Your tasks |
a – Answer these about the post on lions:
(i) What does the author say their job is?
(ii) What scientific name does the post give at the start?
(iii) Under "Ethical hunting," what will a professional association most likely have that member tour operators must follow?
b – Reproduce the part of the post on lions starting with "Panthera leo has" and going on through "at vets' school.".

Selected excerpt |
.....
Sunday, 2 August 2015

Lions

Panthera leo has been in the news recently and I thought it would be a consciousness-raiser and useful thought experiment to consider some of the issues involved.  I am not a lawyer but a conservation biologist at vets' school.

For a foreign hunter to act lawfully, if s/he is travelling to foreign soil carrying a weapon, to leave the home state and country with the weapon of choice, the owner presumably has to have a licence to carry the weapon and a licence to own it. Also perhaps a licence to take it out of the country, perhaps even the state, and the right paperwork to bring it into the Sub-Saharan country involved. And I presume the right paperwork stating the tour operator, the location of hunting, the quarry, the hunting method and receipt for fees paid and paperwork for trophy export.

Ethical hunting

Let's assume that the tour operator is a legal entity. Any professional association connected with regulating the activity and keeping standards up will most likely have a code of ethics that member tour operators are obliged to adhere to.
.....
Natural-language object grounding data
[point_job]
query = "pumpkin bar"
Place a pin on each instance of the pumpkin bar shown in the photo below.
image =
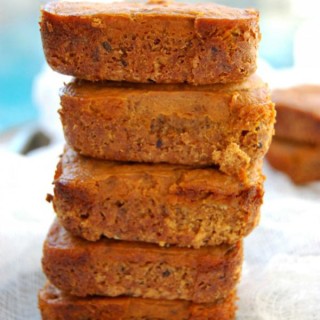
(155, 41)
(298, 113)
(164, 204)
(300, 161)
(229, 126)
(114, 268)
(57, 305)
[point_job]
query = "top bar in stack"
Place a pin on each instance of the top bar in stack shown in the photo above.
(156, 41)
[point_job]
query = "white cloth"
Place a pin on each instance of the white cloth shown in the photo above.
(281, 274)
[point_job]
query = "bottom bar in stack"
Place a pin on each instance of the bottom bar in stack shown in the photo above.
(114, 268)
(56, 305)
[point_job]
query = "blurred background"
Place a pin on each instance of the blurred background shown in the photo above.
(290, 31)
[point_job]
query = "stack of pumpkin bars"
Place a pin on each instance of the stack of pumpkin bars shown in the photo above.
(166, 128)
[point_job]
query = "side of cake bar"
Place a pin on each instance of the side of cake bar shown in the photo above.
(156, 41)
(163, 204)
(229, 126)
(56, 305)
(114, 268)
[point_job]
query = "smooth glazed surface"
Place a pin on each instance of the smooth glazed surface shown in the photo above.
(164, 204)
(155, 41)
(229, 126)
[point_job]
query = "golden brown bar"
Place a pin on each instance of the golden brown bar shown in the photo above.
(300, 161)
(155, 41)
(56, 305)
(229, 126)
(165, 204)
(298, 113)
(114, 268)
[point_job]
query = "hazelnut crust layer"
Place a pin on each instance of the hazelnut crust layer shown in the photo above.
(229, 126)
(56, 305)
(115, 268)
(156, 41)
(164, 204)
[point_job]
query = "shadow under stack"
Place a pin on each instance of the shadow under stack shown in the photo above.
(166, 128)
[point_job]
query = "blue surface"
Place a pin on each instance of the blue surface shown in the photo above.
(21, 59)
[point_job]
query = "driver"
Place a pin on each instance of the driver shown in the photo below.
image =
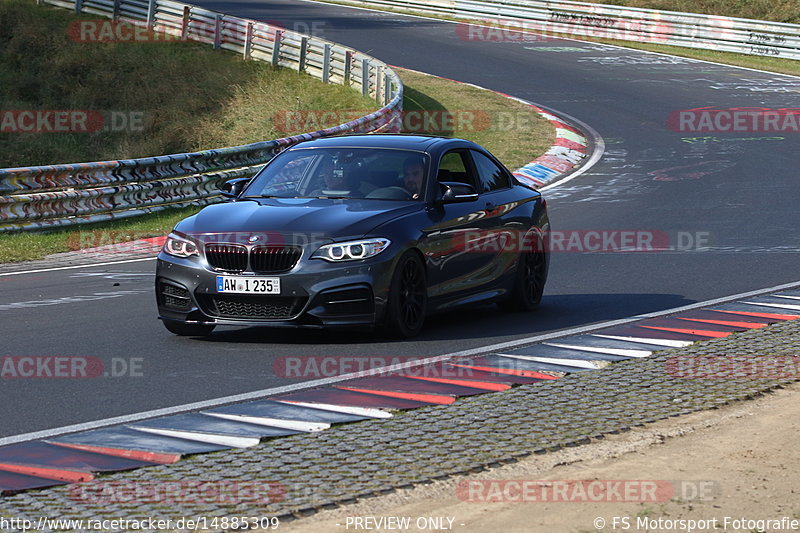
(413, 173)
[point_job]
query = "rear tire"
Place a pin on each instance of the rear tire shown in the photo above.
(408, 298)
(528, 283)
(188, 330)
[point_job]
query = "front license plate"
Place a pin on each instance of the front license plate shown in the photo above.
(248, 285)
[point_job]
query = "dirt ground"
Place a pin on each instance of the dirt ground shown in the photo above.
(739, 465)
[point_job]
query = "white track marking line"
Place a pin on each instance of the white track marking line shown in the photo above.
(209, 438)
(622, 352)
(657, 342)
(481, 350)
(577, 363)
(343, 409)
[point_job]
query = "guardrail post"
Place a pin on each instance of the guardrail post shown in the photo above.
(151, 14)
(217, 32)
(248, 41)
(303, 54)
(378, 79)
(348, 61)
(187, 15)
(276, 48)
(365, 77)
(326, 64)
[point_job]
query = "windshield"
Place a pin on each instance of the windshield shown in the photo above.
(377, 173)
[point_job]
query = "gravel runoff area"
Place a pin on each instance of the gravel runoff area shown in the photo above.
(376, 457)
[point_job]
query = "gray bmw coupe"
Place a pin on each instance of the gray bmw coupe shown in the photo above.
(358, 230)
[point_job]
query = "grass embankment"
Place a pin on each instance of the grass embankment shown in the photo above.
(229, 102)
(775, 10)
(163, 97)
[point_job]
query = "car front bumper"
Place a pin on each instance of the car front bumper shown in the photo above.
(314, 294)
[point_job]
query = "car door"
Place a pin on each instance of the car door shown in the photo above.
(458, 265)
(506, 220)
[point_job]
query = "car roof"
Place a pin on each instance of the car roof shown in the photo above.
(422, 143)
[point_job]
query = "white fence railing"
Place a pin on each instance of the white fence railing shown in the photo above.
(711, 32)
(59, 195)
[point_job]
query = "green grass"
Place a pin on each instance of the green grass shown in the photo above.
(775, 10)
(512, 131)
(189, 96)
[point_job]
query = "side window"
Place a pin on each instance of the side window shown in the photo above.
(453, 167)
(491, 176)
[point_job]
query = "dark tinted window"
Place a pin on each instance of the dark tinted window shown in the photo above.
(343, 173)
(454, 167)
(491, 176)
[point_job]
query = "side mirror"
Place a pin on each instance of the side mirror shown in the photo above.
(455, 192)
(233, 188)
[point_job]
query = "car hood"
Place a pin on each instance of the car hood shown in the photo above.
(313, 219)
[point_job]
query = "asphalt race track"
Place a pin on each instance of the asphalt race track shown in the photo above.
(735, 192)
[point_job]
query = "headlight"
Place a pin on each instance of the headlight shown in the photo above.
(351, 250)
(180, 246)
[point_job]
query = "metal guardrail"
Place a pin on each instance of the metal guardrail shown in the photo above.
(711, 32)
(61, 195)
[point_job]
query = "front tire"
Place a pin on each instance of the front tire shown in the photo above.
(408, 298)
(188, 330)
(529, 282)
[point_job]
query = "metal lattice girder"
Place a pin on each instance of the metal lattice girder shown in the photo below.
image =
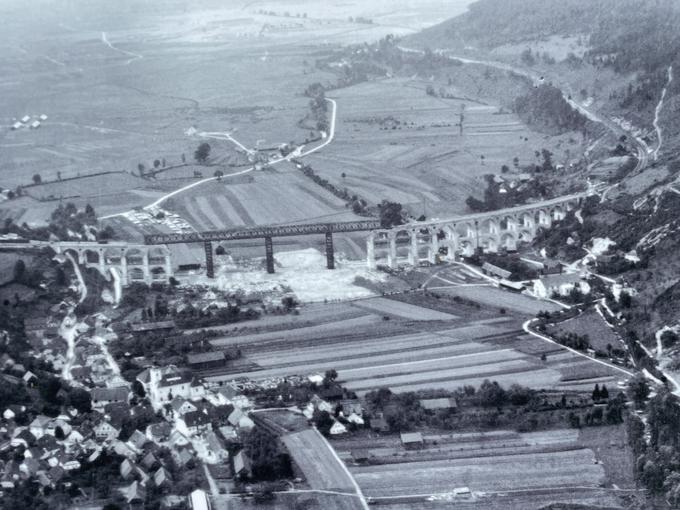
(260, 232)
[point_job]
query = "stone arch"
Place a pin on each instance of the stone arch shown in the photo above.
(557, 213)
(134, 257)
(113, 256)
(91, 256)
(489, 226)
(508, 241)
(528, 220)
(158, 274)
(136, 274)
(158, 255)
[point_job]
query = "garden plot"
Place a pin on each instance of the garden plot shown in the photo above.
(495, 473)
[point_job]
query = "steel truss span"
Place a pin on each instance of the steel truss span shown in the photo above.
(262, 232)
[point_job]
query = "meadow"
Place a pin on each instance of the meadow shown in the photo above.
(397, 348)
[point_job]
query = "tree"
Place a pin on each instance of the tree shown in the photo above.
(19, 270)
(597, 395)
(390, 214)
(491, 394)
(202, 152)
(638, 389)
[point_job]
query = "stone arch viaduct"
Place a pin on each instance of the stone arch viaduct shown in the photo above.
(408, 244)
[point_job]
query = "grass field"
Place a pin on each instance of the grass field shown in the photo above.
(423, 161)
(589, 323)
(502, 467)
(411, 351)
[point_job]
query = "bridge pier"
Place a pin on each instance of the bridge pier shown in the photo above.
(413, 256)
(209, 262)
(434, 246)
(392, 253)
(330, 254)
(370, 251)
(269, 253)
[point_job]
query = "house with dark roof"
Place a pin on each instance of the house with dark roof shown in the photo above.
(103, 396)
(436, 404)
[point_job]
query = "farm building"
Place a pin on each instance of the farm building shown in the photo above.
(378, 424)
(490, 269)
(561, 284)
(203, 360)
(412, 440)
(435, 404)
(514, 286)
(199, 500)
(143, 327)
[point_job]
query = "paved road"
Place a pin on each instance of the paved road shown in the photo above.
(295, 154)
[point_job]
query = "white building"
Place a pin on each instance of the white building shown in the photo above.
(561, 284)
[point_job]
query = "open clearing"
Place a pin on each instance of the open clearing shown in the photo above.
(502, 467)
(411, 351)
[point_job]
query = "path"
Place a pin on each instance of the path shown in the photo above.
(135, 56)
(657, 113)
(68, 329)
(642, 148)
(159, 201)
(526, 327)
.....
Answers to the exercises |
a –
(i) A conservation biologist at vets' school.
(ii) Panthera leo.
(iii) A code of ethics.

b –
Panthera leo has been in the news recently and I thought it would be a consciousness-raiser and useful thought experiment to consider some of the issues involved.  I am not a lawyer but a conservation biologist at vets' school.